Copy out verbatim the lines of the material below, starting with the line containing "of the black" and continuing to the end, with that first line included.

— BEGIN RECORDS TO USE —

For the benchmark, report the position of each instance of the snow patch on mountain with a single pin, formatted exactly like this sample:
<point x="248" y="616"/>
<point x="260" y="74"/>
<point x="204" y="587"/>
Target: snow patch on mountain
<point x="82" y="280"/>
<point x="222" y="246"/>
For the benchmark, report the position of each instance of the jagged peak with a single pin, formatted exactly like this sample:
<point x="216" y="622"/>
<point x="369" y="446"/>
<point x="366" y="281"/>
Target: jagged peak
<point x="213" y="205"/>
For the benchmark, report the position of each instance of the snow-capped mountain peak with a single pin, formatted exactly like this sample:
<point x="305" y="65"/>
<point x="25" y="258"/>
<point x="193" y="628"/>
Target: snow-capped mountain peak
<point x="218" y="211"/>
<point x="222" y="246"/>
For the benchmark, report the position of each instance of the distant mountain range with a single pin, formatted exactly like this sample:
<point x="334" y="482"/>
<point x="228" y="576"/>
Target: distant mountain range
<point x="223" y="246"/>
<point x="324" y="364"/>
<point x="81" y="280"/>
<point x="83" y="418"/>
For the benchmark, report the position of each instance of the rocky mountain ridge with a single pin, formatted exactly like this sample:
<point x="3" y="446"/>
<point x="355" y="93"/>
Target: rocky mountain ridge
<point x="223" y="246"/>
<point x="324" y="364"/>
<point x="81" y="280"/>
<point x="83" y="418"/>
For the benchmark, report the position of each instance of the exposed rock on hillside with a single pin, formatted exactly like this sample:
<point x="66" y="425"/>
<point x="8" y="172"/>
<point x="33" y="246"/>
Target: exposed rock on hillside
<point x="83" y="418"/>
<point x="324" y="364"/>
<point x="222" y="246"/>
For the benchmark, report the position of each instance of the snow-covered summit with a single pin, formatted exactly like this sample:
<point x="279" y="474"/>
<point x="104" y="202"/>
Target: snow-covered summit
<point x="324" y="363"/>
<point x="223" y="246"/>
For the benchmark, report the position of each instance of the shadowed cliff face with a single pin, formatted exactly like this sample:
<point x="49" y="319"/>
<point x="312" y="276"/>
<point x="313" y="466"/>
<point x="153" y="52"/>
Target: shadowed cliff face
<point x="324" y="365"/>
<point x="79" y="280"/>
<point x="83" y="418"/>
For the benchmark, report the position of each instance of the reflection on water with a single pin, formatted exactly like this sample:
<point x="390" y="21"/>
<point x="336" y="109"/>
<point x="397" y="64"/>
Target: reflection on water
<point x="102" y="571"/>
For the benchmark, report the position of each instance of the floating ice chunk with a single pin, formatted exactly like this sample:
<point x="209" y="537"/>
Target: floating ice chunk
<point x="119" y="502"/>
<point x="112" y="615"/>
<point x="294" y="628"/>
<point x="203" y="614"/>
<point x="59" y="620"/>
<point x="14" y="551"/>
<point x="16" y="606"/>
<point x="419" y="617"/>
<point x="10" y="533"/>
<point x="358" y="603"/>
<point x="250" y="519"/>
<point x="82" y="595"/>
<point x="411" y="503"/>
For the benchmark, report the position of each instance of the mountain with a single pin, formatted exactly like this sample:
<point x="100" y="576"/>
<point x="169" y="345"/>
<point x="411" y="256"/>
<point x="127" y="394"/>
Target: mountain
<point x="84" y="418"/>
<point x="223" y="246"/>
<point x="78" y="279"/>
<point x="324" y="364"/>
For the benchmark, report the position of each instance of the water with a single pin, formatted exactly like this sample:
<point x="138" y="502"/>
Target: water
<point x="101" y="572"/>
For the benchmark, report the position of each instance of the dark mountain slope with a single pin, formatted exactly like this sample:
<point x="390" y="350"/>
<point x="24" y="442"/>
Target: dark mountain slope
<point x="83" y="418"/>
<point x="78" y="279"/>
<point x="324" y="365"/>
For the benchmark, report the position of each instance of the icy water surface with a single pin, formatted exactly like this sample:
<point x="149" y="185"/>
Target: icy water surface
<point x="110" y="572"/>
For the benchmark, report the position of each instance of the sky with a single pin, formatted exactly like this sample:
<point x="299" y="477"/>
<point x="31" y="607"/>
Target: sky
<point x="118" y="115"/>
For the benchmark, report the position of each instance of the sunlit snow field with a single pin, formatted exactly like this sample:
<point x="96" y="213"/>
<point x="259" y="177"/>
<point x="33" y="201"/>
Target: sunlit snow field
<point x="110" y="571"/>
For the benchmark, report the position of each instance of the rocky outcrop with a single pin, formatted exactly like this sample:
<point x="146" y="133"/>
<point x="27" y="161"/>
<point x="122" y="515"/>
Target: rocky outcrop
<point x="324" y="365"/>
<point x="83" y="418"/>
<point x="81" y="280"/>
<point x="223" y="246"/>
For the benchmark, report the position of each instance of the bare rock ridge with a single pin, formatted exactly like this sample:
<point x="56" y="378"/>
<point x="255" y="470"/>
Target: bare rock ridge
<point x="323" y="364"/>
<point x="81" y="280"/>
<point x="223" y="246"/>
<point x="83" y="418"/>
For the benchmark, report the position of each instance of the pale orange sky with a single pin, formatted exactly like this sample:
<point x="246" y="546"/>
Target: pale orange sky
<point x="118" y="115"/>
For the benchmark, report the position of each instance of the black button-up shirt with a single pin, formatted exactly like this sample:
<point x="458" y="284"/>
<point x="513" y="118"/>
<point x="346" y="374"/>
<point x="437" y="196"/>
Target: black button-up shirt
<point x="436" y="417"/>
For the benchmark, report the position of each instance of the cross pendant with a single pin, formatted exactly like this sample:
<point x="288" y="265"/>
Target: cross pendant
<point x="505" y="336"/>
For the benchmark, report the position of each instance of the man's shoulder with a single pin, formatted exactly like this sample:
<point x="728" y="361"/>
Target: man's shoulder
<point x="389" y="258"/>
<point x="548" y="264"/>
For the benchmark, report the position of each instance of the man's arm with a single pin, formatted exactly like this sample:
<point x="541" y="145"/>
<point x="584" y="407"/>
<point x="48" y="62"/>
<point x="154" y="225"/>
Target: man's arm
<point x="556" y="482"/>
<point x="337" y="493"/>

— END RECORDS TO USE —

SOLUTION TO THE PROBLEM |
For the benchmark, report the position of each instance of the black button-up shirt with a single pin, formatted exactly like this sample:
<point x="458" y="284"/>
<point x="513" y="118"/>
<point x="346" y="374"/>
<point x="437" y="196"/>
Target: black button-up shirt
<point x="436" y="417"/>
For the benchmark, report the position of each instance of the cross pendant with a single pin, formatted exactly like this sample:
<point x="288" y="265"/>
Target: cross pendant
<point x="505" y="336"/>
For the benchmark, report the position of each instance of the man's shoulder with a single pin, formatted exactly like this sample:
<point x="728" y="361"/>
Target: man's shoulder
<point x="389" y="258"/>
<point x="548" y="264"/>
For the benchmark, report the position of each instance of the man's arm with a single pin, formatted exactly like this sample:
<point x="541" y="145"/>
<point x="584" y="407"/>
<point x="48" y="62"/>
<point x="154" y="225"/>
Target: man's arm
<point x="556" y="482"/>
<point x="337" y="493"/>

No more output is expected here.